Transcribe the material in full, exactly as written.
# ENTRIES SHOWN start
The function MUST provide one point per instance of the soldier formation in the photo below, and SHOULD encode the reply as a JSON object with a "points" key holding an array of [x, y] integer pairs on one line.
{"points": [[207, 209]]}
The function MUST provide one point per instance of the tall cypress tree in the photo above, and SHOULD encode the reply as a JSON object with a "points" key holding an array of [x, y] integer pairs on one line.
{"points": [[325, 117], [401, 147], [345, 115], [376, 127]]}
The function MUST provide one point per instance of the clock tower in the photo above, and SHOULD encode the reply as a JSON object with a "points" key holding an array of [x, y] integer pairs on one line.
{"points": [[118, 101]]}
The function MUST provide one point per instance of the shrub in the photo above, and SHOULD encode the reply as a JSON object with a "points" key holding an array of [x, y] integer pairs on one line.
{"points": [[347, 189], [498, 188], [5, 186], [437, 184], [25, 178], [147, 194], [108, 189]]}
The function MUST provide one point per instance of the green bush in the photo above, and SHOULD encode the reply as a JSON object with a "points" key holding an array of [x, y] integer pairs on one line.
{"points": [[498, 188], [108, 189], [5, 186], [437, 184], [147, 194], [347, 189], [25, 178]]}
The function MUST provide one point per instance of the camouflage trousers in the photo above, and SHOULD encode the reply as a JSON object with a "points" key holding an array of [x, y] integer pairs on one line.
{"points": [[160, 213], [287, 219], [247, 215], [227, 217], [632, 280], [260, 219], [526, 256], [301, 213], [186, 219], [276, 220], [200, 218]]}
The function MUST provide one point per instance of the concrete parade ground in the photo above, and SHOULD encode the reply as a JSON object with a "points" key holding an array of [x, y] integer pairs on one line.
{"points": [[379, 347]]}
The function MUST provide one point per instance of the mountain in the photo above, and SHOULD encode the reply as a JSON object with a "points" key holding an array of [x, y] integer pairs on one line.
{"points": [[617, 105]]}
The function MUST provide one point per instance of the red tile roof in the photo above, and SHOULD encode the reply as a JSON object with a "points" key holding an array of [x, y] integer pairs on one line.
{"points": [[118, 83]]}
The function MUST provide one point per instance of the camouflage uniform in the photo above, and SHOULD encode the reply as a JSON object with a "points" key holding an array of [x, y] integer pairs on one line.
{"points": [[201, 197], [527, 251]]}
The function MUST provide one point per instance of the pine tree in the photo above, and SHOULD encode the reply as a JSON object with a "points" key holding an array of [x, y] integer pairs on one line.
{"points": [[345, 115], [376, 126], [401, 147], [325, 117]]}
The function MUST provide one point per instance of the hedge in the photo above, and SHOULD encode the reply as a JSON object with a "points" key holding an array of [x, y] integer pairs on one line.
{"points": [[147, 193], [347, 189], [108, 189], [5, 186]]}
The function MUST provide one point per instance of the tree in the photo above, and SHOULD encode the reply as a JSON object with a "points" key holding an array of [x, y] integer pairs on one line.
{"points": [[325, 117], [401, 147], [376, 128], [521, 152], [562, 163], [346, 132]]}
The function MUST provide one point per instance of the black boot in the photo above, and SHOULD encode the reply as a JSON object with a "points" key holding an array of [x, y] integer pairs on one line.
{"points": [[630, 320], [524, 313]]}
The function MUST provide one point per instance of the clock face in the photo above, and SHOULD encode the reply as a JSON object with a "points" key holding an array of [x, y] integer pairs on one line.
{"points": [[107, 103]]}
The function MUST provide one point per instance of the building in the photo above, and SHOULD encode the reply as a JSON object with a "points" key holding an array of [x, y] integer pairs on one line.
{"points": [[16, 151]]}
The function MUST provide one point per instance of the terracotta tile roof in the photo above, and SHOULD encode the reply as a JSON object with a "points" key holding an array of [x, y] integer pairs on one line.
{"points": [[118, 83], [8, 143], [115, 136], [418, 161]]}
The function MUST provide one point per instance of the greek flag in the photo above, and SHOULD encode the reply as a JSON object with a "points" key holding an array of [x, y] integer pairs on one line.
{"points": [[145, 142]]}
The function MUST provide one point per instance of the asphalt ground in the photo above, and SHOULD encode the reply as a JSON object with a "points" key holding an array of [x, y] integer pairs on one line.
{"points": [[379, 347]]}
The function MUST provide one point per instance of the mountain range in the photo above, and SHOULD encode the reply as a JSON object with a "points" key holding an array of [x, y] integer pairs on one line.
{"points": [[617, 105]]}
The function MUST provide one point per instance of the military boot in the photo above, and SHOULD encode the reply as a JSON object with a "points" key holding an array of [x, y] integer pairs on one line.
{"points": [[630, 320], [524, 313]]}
# ENTRIES SHOWN end
§ **CORRECT ANSWER**
The function MUST provide one point per instance of the soldier formation in the photo below, and SHOULD encode the reply as a JSON object with a "points" key holding an array of [x, y] integer pairs on one line.
{"points": [[207, 209]]}
The function MUST provide one point per instance of the tall cypress tree in the photo above, and SHOULD encode the reply as a JSON object with a "points" key holding an array of [x, y] integer pairs on one line.
{"points": [[325, 117], [401, 147], [345, 115], [376, 127]]}
The function MUST provide one point per instance of the clock tower in the photo above, and SHOULD encode the reply as a JSON object with a "points" key holding an array of [x, y] integer pairs on one line.
{"points": [[118, 101]]}
The function MUST provide one point per instance of the shrub in the photo above, and SHOULD encode the reply as a JSON object with a "points" key holding an array of [x, y] integer pairs on one line.
{"points": [[347, 189], [498, 188], [5, 186], [437, 184], [25, 178], [147, 194], [108, 189]]}
The function MUST provide one point per instance of the green bush in the photo above, and SHOULD encode the reply as a JSON object with a "points" key holding an array of [x, y] integer pairs on one line.
{"points": [[498, 188], [108, 189], [5, 186], [437, 184], [147, 194], [347, 189], [25, 178]]}
The function MUST provide one point per instance of the camouflage trousers in the photo above, and SHOULD encode the reply as a JSON object with a "points" key holding an array of [x, y] integer pairs on one line.
{"points": [[160, 213], [287, 219], [247, 215], [227, 217], [632, 280], [260, 219], [526, 256], [301, 213], [186, 219], [276, 220], [200, 218]]}
The function MUST provide one point per instance of the concrete parade ground in the photo above, and SHOULD encode the reply as a JSON object with a "points" key holding an array of [x, y] integer pairs on one line.
{"points": [[379, 347]]}
The function MUST provide one point per instance of the mountain in the photo above, and SHOULD encode the reply as a JSON object with a "points" key holding an array of [x, y] integer pairs on one line.
{"points": [[617, 105]]}
The function MUST provide one point per instance of the red tile roof in the photo above, and SHOULD encode the reply as a JSON object with a "points" key holding an array of [x, y] integer pairs on one line.
{"points": [[118, 83]]}
The function MUST provide one point per instance of the camouflage uniform in the photo above, and SHOULD encode the reply as a JSON object with a "points" key holding an array of [x, y] integer pairs on one line.
{"points": [[201, 197], [527, 251]]}
The function MUST provide one point per instance of the pine tree in the photo above, and SHOULD encode the reply as a JSON object with a "points" key holding an array of [x, y] integer pairs on one line.
{"points": [[345, 115], [376, 126], [401, 147], [325, 117]]}
The function MUST provide one point per instance of the hedge in the photo above, and SHOULD encode the reply as a JSON object with a "points" key holding an array of [x, y] integer pairs on one line.
{"points": [[147, 193], [347, 189], [108, 189], [5, 186]]}
The function MUST provide one point per instance of the tree in the photo above, and SHOULD encode the reply as a JSON object with a "points" key holding an array of [x, y] integer pairs on one line.
{"points": [[325, 117], [401, 147], [376, 128], [521, 152], [562, 163], [346, 132]]}
The function MUST provide one point per instance of the black boot in the photo above, and SHOULD encode the reply as a JSON object with a "points" key holding an array of [x, y] integer pairs on one line.
{"points": [[630, 320], [524, 313]]}
The function MUST provide one point per instance of the clock face in the photo above, and SHOULD encode the reply as a JSON object with a "points" key holding an array of [x, y] integer pairs on one line.
{"points": [[107, 103]]}
The function MUST provide one point per instance of the building in the photo above, and SHOULD encode the reply as a JSON object with a "points" key holding an array of [x, y] integer pairs on one line.
{"points": [[16, 151]]}
The function MUST provide one point per instance of the terracotta tile roof in the photo above, and SHOULD encode the reply as a JSON object with a "points" key holding an array of [x, y] integer pairs on one line.
{"points": [[118, 83], [8, 143], [115, 136], [418, 161]]}
The function MUST provide one point per instance of the greek flag in the photo above, and SHOULD encode the reply as a JSON object with a "points" key holding an array of [x, y] integer pairs on one line.
{"points": [[145, 142]]}
The function MUST provide one point per instance of the asphalt ground in the photo above, and SHOULD encode the reply as a JSON object with a "points" key holding an array of [x, y] integer pairs on one line.
{"points": [[379, 347]]}
The function MUST provide one point per instance of the mountain range in the photo above, and SHOULD encode the reply as a JSON object with a "points" key holding an array of [x, y] integer pairs on one line.
{"points": [[617, 105]]}
The function MUST provide one point per instance of the military boot in the photo above, and SHOULD encode the reply as a JSON object with a "points" key holding an array of [x, y] integer pairs on one line.
{"points": [[630, 320], [524, 313]]}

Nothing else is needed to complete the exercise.